Work to complete. Could you repeat the records below exactly, leaving out any pictures?
--- --- ---
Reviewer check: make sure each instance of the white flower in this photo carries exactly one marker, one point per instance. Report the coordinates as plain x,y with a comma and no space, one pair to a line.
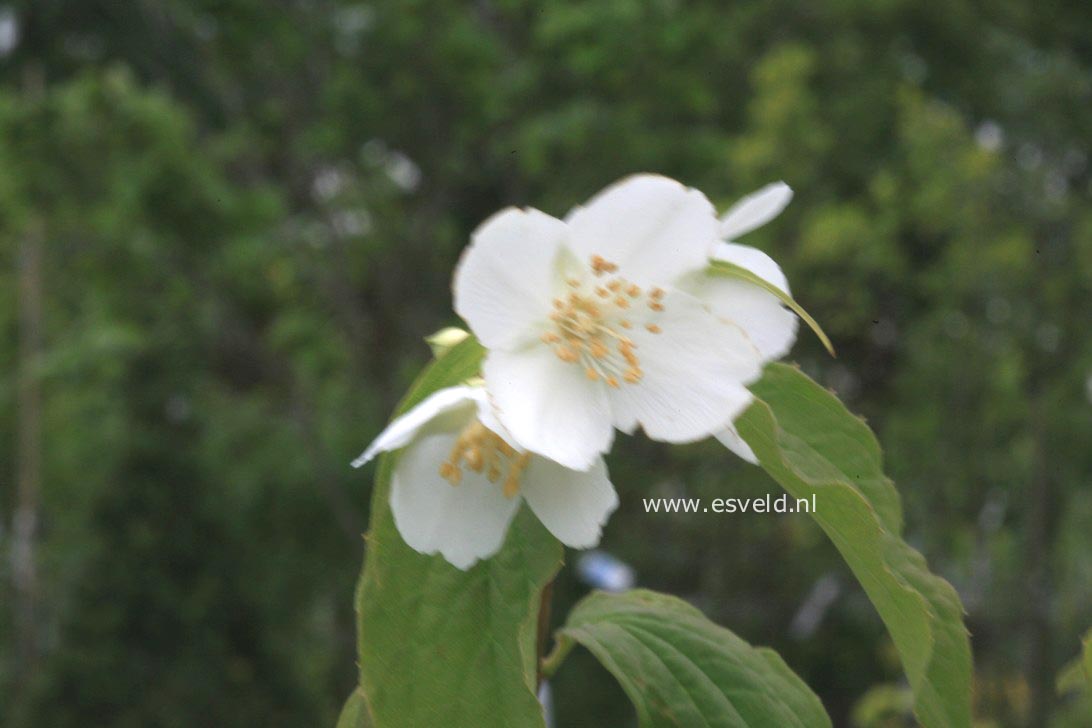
586,329
768,324
460,479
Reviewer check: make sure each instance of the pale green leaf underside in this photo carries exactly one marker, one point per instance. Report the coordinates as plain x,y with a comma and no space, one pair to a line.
733,271
439,646
809,443
681,670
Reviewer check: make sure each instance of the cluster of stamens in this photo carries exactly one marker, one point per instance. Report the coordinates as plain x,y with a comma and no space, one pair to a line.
481,450
584,324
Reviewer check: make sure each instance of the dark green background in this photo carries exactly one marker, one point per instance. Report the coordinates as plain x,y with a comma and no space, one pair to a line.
247,214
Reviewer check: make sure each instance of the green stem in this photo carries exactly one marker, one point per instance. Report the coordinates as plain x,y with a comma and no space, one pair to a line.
549,664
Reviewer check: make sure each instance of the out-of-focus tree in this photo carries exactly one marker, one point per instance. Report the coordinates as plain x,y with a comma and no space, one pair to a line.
250,226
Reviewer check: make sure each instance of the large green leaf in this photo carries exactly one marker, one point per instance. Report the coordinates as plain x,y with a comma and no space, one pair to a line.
440,646
684,671
806,439
733,271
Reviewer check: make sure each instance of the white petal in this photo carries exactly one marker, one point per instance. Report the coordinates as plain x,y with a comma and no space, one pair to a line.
405,427
756,210
507,276
754,260
463,523
549,406
695,374
654,228
768,323
730,438
572,504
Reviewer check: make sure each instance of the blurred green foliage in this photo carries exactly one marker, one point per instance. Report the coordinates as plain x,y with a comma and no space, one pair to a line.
248,214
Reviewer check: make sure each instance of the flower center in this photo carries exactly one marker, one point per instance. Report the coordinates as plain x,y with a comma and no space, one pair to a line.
590,322
481,450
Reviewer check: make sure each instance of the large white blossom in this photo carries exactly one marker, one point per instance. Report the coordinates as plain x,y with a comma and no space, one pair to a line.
588,327
460,479
768,324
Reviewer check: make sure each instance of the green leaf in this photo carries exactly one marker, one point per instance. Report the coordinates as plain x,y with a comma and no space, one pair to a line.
439,646
681,670
806,439
355,712
1077,675
733,271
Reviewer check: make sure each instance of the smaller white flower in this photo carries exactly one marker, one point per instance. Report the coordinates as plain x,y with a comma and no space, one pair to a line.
586,329
460,480
769,325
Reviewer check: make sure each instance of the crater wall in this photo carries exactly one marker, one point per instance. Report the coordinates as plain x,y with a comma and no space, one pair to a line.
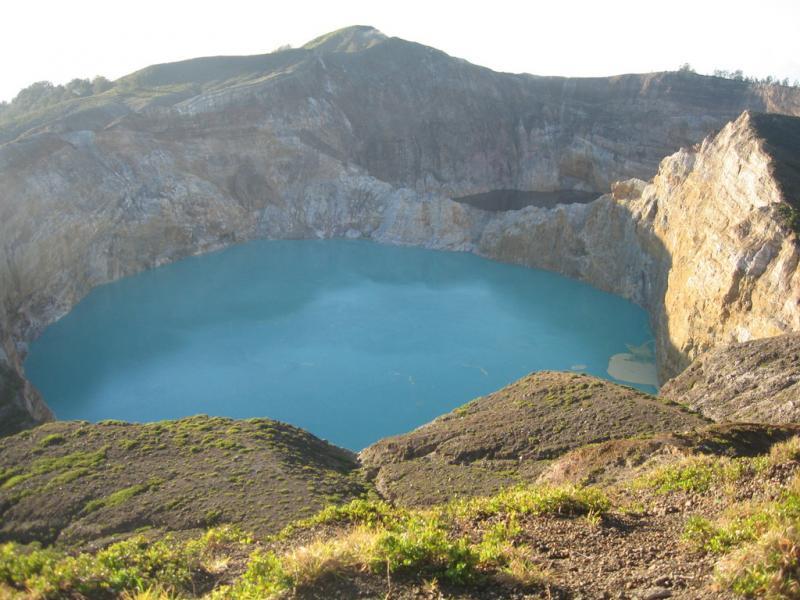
373,142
--- --- ---
Solution to the exercise.
Reviewer check: make sure each instance of the white flower in this photo carries exactly one marker, one point per instance. Report the coordinates as plain x,y with a comma and no space, one pair to a line.
586,329
768,324
460,479
Reviewer check: make sure each instance of the pale green leaf underside in this photo carries exactly one marker, one point per instance. Report the coordinates as plain x,y with a comma and no space, one pair to a line.
733,271
439,646
809,443
681,670
Reviewer check: make sure each instance of the cluster of stamens in this photo carries exactly one marker, one point per instance. Report the coordinates as plain x,y with a comma and no space, one pair to a line.
481,450
584,324
Reviewer check: make sure each instance of the dark green background in this photo carries exactly one marker, one point per instance. Report the coordinates as plain x,y with a comma and no space, one pair to a line.
247,214
Reviewer check: make sure each instance of the green stem in this photo carries exactly one marker, one point per instance. Report the coordinates as plain x,y with a comma and no space, one pair to a line.
549,664
Reviewer check: make sure each instance of the out-of-focus tree in this photo carries exactly one marker, one point per instance. Report the coordinates as plain x,y with a comma and no space, one pair to a line.
250,226
Reviewer check: make sure each instance of the large green leaf in this photo carries exactly one marker, one point per instance. Report the coordinates as plain x,y with a comma and no space, one pair to a line.
440,646
684,671
806,439
733,271
Reviewer check: make sure each instance of the white petal in this photo carries exactly one marker, one point per instance. Report the coordinates as plain x,y with a comma and no space, one pair to a line.
405,427
756,210
507,276
754,260
463,523
549,406
695,374
654,228
768,323
730,438
572,504
Reviewer check: make sure each instance of the blurred green foliage in this photo carries exactly one marker, one point per instance. Report the coordinates as plain x,y with a comma and no space, one pair to a line.
248,214
Reviewer check: make sure each instance of the flower center in this photo carries exactly one marker, one point per instance. Report the coordinates as plain x,y with a comma and no space, one pair to a line.
590,322
481,450
Reviewer check: make sure each instance of the large white blossom in this photo carries exactly one marker, one point per instance. Report the coordinates as plain x,y with a comma and no space, one pair to a line.
588,327
460,479
768,324
Reviewer check: make sure each instance of the green leaf in this photo carries exactly one marker, one point per instance. Report the coordinates as plain x,y with a comma and no space, one pair to a line.
439,646
681,670
806,439
355,712
1077,675
733,271
Reviewer check: make sure each instance of the smaller white flower in this photo carries exactly one marker, one point per instance. Report the coordinates as plain x,y with a comma and no space, one pair to a line.
586,329
460,480
769,325
Reviewer check: make sure each instance of the crater wall in this photo carries exactly one marker, one point per instance. Report the coordinates as plain x,y with a comma and no space, one pair to a line.
373,142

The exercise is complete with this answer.